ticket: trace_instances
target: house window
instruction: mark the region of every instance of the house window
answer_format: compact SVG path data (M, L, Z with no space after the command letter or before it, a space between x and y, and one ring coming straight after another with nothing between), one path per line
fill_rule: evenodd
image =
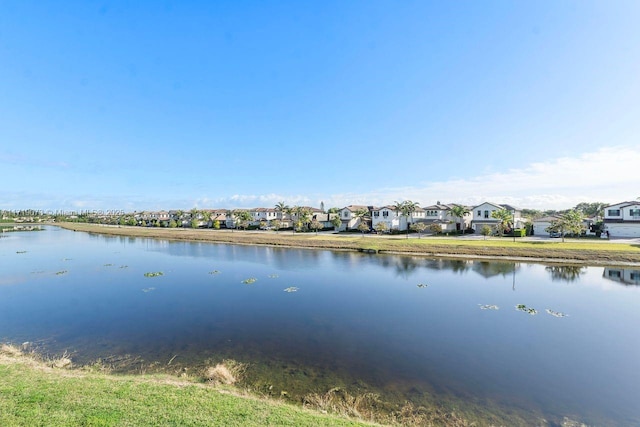
M489 211L484 211L484 217L489 218Z
M342 212L342 216L345 218L349 218L349 212Z
M622 272L620 270L609 270L609 277L621 277Z
M482 211L478 211L478 216L482 216Z
M620 216L620 209L609 209L607 211L607 215L609 215L609 216Z
M634 218L640 217L640 209L629 209L629 215Z
M382 216L385 217L385 218L388 217L389 216L389 211L383 211L382 212Z
M631 279L631 280L640 280L640 271L632 271L629 274L629 279Z
M374 212L373 216L375 216L376 218L380 216L380 212Z

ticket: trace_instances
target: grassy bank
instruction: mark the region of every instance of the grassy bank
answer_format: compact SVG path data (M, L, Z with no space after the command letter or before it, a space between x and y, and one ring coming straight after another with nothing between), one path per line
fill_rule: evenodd
M143 227L105 227L94 224L58 224L67 229L109 235L169 240L271 245L298 248L371 251L411 255L513 259L518 261L570 262L591 265L640 265L640 245L589 239L526 241L511 239L464 240L461 238L406 239L360 234L336 235L291 232L244 232Z
M55 366L59 367L55 367ZM365 426L275 400L168 375L67 369L0 348L2 426Z

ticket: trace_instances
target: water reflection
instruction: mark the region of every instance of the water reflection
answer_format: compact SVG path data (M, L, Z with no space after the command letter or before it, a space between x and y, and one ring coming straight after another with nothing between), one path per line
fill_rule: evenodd
M623 285L640 286L640 270L607 267L602 272L602 277Z
M14 231L42 231L42 225L0 225L0 233L11 233Z
M426 259L424 265L430 270L449 270L453 273L466 273L473 261L462 259Z
M640 288L600 286L637 285L640 270L64 230L11 236L0 256L11 261L0 281L2 341L45 339L78 358L132 354L162 365L179 354L172 366L233 358L251 364L255 389L295 398L340 386L416 406L481 402L474 410L535 414L531 425L566 414L592 425L640 419ZM164 275L144 277L150 271Z
M574 282L587 272L587 267L580 265L549 265L544 269L551 274L554 282Z
M471 261L473 271L478 273L484 278L491 278L494 276L506 277L512 275L517 269L520 268L520 263L514 262L500 262L500 261Z

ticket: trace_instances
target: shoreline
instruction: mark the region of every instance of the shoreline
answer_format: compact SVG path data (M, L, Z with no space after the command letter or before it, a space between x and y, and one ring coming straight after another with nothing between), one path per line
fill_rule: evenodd
M640 245L590 241L511 243L503 239L463 240L404 235L296 233L287 231L229 231L213 229L144 228L87 223L50 223L63 229L111 236L143 237L173 241L208 242L296 249L352 251L380 255L482 261L532 262L592 266L640 267ZM545 247L547 246L547 247ZM583 247L581 247L583 246Z

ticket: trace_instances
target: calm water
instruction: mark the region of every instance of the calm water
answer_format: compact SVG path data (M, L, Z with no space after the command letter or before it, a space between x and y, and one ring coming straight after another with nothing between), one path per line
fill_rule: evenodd
M0 268L0 340L67 350L81 362L129 354L165 365L176 356L173 364L196 369L234 358L250 363L255 389L295 397L339 385L471 412L640 425L640 268L167 242L54 227L2 233ZM155 271L164 274L144 277ZM257 280L243 284L248 278ZM291 286L299 290L284 292Z

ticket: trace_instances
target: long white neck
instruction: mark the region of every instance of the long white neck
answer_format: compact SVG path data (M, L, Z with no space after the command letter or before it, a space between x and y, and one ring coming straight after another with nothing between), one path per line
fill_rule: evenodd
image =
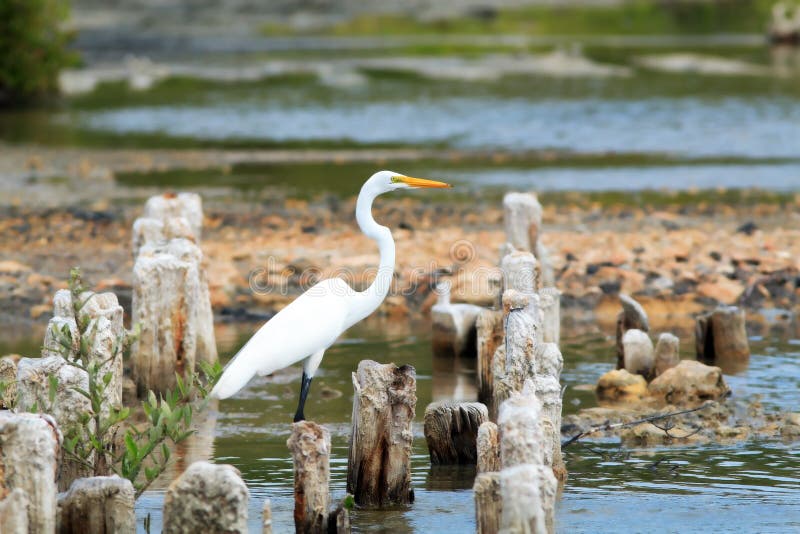
M357 292L347 314L348 327L364 319L380 306L389 293L394 277L394 239L392 232L372 218L372 202L382 191L365 185L356 202L356 221L364 235L378 244L380 264L375 280L364 291Z

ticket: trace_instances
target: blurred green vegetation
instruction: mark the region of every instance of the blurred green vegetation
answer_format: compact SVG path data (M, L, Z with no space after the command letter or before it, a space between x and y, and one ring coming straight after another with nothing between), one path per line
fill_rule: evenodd
M483 8L434 20L364 14L306 32L342 36L413 34L636 35L760 33L775 0L629 0L618 5L550 5ZM298 33L269 24L267 35Z
M75 61L67 50L63 0L0 0L0 104L58 92L58 73Z

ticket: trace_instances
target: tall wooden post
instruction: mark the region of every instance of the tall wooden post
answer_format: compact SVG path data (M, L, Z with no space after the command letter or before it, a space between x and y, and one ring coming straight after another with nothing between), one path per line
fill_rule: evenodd
M286 445L294 459L295 532L327 532L331 435L317 423L300 421L292 425Z

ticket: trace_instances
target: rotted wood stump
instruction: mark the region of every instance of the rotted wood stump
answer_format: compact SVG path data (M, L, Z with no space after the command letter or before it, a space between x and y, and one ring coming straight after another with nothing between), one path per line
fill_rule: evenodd
M701 315L695 325L697 359L725 363L747 363L750 344L747 340L744 310L736 306L720 306Z
M28 534L28 496L20 488L0 499L0 532Z
M130 480L116 475L80 478L59 495L59 534L136 532L135 500Z
M479 402L434 402L425 408L425 441L433 465L475 465L478 428L489 420Z
M411 423L417 405L416 371L410 365L363 360L353 373L353 388L347 491L360 506L413 502Z
M331 435L317 423L300 421L286 445L294 459L295 532L327 532Z
M518 250L535 252L542 226L542 205L533 193L506 193L503 197L506 240Z
M500 495L500 473L479 473L472 486L475 497L475 526L478 534L500 531L503 499Z
M650 323L647 320L647 313L642 305L633 300L628 295L620 293L619 302L622 311L617 315L617 369L625 368L625 348L622 340L625 332L635 328L642 332L650 331Z
M264 499L261 505L261 534L272 534L272 504Z

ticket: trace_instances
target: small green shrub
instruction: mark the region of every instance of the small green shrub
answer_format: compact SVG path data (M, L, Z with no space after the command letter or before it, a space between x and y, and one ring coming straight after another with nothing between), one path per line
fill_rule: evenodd
M0 104L58 92L59 71L74 61L67 13L65 0L0 0Z

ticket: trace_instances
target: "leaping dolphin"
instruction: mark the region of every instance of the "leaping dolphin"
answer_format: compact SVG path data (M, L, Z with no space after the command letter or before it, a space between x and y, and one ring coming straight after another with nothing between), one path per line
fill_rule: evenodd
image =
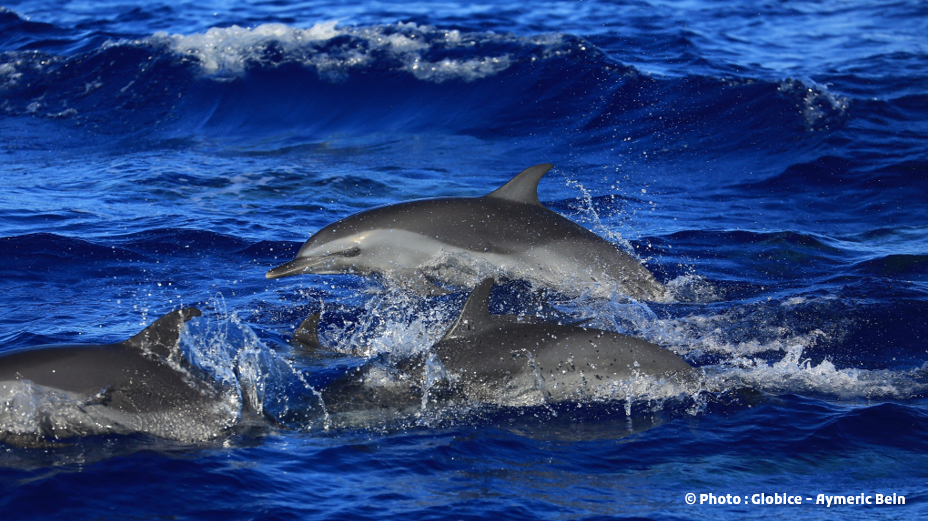
M43 446L94 434L214 438L236 419L228 395L181 355L186 308L118 344L43 346L0 354L0 441Z
M528 280L565 294L618 290L639 300L666 298L637 260L545 208L536 165L483 197L423 199L365 210L322 228L269 279L301 273L379 274L424 294L434 282L473 287L487 276ZM447 265L464 259L464 266ZM468 273L470 271L470 273Z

____________

> **Problem description**
Look through the listing, and copy each line in which the string "white" turns up.

> **Solved problem**
target: long white neck
instruction: mark the region of every instance of the long white neck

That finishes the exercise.